*Work instructions:*
Exactly as written, retype all of the records that come next.

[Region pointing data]
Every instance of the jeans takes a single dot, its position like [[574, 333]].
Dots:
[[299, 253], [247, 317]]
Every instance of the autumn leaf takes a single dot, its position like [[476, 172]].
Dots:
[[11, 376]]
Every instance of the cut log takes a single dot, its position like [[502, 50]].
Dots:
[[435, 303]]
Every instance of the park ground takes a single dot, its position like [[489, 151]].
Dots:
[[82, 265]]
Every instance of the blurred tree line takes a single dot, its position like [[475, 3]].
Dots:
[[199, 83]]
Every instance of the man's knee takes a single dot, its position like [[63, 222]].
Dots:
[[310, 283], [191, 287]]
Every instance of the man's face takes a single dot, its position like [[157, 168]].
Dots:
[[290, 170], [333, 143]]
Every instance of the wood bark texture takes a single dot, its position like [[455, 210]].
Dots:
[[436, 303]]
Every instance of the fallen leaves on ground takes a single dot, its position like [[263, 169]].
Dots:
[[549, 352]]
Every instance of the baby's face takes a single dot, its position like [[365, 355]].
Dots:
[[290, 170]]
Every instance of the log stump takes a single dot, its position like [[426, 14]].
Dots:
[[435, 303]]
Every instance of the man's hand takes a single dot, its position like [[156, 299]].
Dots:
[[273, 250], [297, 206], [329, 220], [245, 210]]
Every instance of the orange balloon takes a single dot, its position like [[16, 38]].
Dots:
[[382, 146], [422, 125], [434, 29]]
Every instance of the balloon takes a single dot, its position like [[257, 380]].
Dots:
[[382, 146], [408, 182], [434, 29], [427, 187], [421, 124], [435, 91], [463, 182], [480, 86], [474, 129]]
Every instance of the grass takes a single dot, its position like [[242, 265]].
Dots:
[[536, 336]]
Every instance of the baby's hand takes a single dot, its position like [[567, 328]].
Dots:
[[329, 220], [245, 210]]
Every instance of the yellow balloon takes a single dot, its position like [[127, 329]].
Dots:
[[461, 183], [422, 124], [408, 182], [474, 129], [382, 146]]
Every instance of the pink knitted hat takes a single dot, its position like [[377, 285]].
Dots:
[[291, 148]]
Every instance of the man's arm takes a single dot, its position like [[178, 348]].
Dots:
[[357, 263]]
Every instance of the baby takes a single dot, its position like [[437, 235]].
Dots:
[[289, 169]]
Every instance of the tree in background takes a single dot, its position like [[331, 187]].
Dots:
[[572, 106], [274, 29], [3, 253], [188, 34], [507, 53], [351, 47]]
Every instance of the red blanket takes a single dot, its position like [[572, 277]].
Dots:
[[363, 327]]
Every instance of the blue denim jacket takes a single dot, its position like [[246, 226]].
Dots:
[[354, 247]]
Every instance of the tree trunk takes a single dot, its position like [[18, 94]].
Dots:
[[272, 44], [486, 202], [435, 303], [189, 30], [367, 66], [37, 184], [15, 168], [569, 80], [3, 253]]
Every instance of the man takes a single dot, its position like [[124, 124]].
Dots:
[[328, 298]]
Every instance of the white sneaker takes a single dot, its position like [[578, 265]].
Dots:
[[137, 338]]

*Exercise response:*
Every instance of the jeans takes a single dot, its position like [[574, 333]].
Dots:
[[299, 253], [247, 317]]
Every instance of the autumn leaf takes a single dot, its position like [[476, 172]].
Dots:
[[11, 376]]
Every instance of the cut log takes a single dot, its position like [[502, 50]].
Dots:
[[435, 303]]
Every instance of the park ground takes a single dot, its position like [[489, 151]].
Dots:
[[82, 265]]
Every instance of the blurred tree line takes a single dot, its position like [[475, 3]].
Dots:
[[199, 83]]
Every instance of the man's knee takes a single dot, its position like [[63, 222]].
Dots:
[[310, 283], [191, 287]]
Every instance of the man's face takes a single dot, its position like [[157, 168]].
Dots:
[[290, 170], [333, 143]]
Every instance of the wood bark texture takes a single dot, its position like [[455, 210]].
Dots:
[[436, 303]]
Every instance of the fallen leaves on ground takes a single dot, its position like [[263, 169]].
Dots:
[[549, 352]]
Every instance of the baby's face takes a single dot, its position like [[365, 355]].
Dots:
[[290, 170]]
Every instance of the log stump takes a single dot, its position like [[426, 14]].
Dots:
[[435, 303]]
Every instance of the man's hand takes a single dot, its position like [[156, 299]].
Dots:
[[273, 250], [297, 206], [329, 220], [245, 210]]
Every instance of the orange balloon takes a single dot, its position like [[16, 38]].
Dots:
[[382, 146], [422, 125], [434, 29]]
Every instance of the balloon takes a single dot, its position like [[257, 380]].
Dots:
[[382, 146], [408, 182], [434, 29], [427, 187], [421, 124], [435, 91], [463, 182], [480, 86], [474, 129]]
Every instance of the grass takes a single dot, its position like [[242, 265]].
Dots:
[[536, 336]]
Every instance of the baby's hand takes a single dot, its position like [[567, 328]].
Dots:
[[329, 220], [245, 210]]
Every instance of the yellow balloon takes a single dot, its position like [[127, 329]].
Dots:
[[461, 183], [422, 124], [408, 182], [474, 129], [382, 146]]
Every instance of the pink knitted hat takes a single dot, its position like [[377, 285]].
Dots:
[[291, 148]]
Every instance of the man's arm takes a single dot, its position like [[178, 348]].
Dots:
[[357, 263]]
Every instance of the baby takes a single dot, its position like [[437, 235]].
Dots:
[[289, 169]]
Every instance of the tree in background takes a single dot, its position like [[331, 187]].
Dots:
[[572, 106], [274, 29], [3, 253], [188, 34], [507, 53], [351, 47]]
Every instance of the red blanket takes a single dot, its position like [[572, 277]].
Dots:
[[363, 327]]
Every instance of the blue denim jacket takes a single dot, its position like [[246, 226]].
Dots:
[[354, 247]]
Every instance of the tree trunk takes a single dot, its position like [[18, 94]].
Dots:
[[272, 44], [486, 202], [435, 303], [189, 30], [367, 66], [37, 184], [15, 168], [569, 80], [3, 253]]
Every instance of the man takes a single dot, its position like [[124, 124]].
Dots:
[[328, 298]]
Every instance of the white sneaker takes a single dot, its position like [[578, 265]].
Dots:
[[137, 338]]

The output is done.